:: Task requirements ::
Can you lay out the entries as a numbered list, from the first line up to and including the line with "M 131 108 L", leaving out any blank lines?

________________________________________

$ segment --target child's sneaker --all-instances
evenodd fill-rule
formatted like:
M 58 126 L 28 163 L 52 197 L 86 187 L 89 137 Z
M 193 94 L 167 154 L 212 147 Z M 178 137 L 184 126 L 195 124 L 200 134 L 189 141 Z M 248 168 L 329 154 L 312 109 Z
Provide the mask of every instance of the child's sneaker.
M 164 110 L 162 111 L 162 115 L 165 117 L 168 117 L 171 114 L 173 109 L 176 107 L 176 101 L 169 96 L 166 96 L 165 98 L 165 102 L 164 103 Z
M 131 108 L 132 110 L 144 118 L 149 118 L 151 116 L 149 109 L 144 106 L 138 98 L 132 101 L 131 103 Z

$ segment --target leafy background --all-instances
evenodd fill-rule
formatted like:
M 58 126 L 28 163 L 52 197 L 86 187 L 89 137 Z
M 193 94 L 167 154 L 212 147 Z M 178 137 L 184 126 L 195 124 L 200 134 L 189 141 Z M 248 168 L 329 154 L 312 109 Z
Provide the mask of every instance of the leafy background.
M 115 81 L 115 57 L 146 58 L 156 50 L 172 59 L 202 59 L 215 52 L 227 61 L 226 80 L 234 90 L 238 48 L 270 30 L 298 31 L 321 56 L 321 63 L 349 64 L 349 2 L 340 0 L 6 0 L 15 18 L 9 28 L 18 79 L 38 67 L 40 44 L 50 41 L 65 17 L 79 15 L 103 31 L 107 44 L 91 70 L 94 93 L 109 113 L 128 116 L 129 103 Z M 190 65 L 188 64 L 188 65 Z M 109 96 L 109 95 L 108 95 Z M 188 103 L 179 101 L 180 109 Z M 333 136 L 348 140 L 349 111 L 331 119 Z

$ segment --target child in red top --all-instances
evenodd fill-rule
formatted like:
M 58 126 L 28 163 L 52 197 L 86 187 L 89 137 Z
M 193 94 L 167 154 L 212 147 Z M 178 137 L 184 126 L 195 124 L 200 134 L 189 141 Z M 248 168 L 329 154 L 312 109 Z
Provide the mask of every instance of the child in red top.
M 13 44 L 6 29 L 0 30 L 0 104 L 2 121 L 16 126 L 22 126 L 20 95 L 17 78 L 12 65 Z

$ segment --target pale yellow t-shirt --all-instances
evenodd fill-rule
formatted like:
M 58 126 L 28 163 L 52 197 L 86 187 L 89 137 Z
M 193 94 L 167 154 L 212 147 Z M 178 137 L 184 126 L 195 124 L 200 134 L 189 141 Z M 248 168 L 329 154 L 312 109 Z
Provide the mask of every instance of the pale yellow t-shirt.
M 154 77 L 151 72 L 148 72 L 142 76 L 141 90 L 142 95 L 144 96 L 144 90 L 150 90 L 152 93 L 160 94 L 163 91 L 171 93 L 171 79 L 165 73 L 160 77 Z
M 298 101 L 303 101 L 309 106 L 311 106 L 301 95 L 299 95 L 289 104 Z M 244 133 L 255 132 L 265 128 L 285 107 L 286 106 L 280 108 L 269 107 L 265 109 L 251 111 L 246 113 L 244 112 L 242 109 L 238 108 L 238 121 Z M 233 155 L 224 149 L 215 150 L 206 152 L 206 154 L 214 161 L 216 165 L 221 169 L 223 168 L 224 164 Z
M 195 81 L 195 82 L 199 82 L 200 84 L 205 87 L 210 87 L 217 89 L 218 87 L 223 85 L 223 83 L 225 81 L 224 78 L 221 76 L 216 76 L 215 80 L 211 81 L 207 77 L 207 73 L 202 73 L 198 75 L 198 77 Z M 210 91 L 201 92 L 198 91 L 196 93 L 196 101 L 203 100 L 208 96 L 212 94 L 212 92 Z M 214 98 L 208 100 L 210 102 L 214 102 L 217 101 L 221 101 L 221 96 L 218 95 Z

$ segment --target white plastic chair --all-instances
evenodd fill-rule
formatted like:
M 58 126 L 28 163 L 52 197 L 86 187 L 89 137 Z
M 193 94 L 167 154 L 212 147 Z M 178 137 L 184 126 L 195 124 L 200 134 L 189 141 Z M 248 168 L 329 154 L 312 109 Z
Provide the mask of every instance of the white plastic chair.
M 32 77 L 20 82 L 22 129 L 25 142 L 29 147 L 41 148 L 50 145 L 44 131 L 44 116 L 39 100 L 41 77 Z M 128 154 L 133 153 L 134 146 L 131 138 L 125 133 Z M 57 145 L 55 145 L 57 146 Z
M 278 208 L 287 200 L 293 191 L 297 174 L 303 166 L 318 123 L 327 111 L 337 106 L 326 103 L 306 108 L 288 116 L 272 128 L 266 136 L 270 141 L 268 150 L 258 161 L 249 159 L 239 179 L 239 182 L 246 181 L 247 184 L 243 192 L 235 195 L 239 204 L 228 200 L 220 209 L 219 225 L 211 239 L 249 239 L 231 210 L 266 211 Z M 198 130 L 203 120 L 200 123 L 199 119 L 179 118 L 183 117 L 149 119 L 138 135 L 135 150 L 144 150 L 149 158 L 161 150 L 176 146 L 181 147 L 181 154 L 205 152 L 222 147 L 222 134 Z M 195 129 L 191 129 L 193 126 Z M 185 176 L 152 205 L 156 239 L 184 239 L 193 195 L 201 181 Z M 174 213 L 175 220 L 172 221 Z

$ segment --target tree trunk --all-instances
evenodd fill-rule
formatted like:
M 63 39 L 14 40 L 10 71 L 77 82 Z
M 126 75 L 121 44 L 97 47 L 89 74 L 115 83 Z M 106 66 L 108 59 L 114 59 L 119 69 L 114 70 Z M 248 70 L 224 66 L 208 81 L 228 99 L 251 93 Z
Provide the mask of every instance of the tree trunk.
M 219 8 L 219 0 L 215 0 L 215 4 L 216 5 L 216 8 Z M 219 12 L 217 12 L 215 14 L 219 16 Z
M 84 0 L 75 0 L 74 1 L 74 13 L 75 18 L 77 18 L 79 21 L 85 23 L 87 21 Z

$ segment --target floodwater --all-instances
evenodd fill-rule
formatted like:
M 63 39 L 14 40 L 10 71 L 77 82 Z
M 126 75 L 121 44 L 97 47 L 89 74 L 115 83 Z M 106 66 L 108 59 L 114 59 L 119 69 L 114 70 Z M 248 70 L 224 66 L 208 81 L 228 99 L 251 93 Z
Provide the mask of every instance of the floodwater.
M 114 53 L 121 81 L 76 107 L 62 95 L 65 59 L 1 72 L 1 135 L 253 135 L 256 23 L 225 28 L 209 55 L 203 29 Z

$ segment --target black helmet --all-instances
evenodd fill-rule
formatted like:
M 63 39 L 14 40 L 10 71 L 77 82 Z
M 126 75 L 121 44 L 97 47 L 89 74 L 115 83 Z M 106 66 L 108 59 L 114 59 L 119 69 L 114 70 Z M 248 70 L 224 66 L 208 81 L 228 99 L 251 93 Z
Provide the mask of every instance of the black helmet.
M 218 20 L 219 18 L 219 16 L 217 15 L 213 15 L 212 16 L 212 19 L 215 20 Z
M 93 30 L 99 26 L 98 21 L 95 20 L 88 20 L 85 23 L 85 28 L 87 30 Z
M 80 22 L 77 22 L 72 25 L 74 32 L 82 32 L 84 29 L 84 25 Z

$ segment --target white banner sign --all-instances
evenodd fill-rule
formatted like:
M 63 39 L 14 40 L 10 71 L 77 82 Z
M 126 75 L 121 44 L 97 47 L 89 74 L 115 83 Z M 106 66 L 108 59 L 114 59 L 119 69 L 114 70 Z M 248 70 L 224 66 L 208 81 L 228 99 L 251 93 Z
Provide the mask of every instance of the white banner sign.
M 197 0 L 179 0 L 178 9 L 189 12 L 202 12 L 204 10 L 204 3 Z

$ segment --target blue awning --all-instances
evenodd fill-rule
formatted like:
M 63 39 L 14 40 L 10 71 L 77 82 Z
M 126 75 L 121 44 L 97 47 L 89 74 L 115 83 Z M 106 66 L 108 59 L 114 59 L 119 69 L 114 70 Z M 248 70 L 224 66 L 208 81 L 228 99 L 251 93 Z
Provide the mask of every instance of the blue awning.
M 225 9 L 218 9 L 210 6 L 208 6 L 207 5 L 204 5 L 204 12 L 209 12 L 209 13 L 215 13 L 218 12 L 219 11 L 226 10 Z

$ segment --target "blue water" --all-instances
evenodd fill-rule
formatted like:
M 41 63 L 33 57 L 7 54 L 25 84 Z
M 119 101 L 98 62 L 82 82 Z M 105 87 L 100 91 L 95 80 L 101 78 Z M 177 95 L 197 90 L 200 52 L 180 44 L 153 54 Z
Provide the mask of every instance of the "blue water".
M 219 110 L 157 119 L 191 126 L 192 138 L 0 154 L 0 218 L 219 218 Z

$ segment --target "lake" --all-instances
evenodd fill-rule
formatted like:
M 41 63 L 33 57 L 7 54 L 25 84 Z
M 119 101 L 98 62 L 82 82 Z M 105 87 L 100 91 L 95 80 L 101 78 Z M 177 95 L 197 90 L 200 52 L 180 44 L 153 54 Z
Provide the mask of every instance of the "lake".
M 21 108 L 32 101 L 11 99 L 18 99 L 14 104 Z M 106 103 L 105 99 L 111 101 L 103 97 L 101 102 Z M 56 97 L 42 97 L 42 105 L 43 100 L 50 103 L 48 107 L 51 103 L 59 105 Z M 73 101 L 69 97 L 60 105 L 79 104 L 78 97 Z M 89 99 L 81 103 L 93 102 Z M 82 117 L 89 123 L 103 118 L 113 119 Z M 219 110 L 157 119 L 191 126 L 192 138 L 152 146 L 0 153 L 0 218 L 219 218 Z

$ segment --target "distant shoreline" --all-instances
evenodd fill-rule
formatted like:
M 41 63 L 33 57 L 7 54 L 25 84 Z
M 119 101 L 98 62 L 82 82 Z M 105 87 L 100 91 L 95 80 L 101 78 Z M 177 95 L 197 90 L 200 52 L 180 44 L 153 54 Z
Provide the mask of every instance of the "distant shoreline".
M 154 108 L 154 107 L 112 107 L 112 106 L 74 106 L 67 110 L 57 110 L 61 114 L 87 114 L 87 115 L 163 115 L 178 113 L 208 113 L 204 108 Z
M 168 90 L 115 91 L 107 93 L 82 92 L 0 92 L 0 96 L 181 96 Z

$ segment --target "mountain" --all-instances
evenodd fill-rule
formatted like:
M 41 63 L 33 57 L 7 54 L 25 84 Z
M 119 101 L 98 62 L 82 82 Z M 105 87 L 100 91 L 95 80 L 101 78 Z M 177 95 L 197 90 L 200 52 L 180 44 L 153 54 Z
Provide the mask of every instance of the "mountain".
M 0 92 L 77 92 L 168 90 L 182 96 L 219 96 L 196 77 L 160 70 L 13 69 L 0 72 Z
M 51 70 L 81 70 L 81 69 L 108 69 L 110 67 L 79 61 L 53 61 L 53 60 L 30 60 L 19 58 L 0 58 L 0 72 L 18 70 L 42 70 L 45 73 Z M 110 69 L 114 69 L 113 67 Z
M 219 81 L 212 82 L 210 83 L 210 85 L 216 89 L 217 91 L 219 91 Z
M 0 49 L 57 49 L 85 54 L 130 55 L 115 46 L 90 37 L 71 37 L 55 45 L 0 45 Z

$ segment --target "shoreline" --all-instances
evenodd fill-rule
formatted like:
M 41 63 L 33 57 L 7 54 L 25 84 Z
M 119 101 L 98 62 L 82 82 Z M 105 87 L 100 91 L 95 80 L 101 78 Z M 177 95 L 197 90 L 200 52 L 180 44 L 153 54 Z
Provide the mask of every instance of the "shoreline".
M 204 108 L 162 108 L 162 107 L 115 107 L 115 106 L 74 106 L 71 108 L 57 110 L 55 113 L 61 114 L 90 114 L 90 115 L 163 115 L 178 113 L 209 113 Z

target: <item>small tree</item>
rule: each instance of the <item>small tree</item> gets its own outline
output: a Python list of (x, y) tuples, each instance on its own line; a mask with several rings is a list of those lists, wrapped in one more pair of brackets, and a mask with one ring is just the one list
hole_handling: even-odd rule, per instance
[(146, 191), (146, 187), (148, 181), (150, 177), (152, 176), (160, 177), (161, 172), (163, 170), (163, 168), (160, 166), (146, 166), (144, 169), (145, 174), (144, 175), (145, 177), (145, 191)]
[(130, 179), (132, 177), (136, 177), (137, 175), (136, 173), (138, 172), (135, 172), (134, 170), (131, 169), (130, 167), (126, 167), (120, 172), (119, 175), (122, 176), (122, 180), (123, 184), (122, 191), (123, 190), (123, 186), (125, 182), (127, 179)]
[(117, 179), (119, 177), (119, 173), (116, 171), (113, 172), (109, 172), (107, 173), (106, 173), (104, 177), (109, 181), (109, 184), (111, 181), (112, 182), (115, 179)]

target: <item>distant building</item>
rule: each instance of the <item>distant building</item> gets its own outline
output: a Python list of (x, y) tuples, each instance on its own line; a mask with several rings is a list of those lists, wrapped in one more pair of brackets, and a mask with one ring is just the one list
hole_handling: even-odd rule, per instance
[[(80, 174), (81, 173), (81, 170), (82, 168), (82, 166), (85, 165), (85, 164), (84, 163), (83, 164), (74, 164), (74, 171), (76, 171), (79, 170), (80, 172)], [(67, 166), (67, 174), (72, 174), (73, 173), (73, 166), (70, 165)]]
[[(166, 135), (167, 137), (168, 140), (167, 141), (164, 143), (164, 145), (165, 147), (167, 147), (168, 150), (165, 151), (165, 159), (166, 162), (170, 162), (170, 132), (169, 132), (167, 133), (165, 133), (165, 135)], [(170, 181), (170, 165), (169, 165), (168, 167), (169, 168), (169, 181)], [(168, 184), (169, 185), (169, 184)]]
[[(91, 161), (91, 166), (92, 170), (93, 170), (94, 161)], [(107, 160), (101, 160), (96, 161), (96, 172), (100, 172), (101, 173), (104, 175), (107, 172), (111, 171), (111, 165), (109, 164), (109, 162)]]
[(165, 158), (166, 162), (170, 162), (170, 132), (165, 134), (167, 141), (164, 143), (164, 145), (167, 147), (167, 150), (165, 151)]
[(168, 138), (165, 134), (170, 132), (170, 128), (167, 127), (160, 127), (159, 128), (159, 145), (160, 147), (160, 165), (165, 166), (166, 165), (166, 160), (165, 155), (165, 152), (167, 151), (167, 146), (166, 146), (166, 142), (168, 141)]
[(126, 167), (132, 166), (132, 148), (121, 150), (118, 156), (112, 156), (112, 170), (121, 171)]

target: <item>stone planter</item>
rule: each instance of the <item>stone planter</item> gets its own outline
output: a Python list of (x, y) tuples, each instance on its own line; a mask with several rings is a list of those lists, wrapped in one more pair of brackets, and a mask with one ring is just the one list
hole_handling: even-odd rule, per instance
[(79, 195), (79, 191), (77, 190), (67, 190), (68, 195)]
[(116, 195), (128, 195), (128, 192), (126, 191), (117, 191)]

________________________________________

:: Answer to the exercise ::
1. $ segment --target child's sneaker --all-instances
2. evenodd fill-rule
3. formatted like:
4. M 58 126 L 28 163 L 52 197 L 86 187 L 89 137 Z
5. M 193 94 L 167 154 L 212 147 Z M 178 137 L 184 126 L 195 124 L 200 134 L 189 141 Z M 248 168 L 329 154 L 312 109 Z
6. Provide the mask of every instance of the child's sneaker.
7. M 164 110 L 162 111 L 162 115 L 165 117 L 168 117 L 171 114 L 173 109 L 176 107 L 176 101 L 169 96 L 166 96 L 165 98 L 165 102 L 164 103 Z
8. M 131 108 L 132 110 L 144 118 L 149 118 L 151 116 L 149 109 L 144 106 L 138 98 L 132 101 L 131 103 Z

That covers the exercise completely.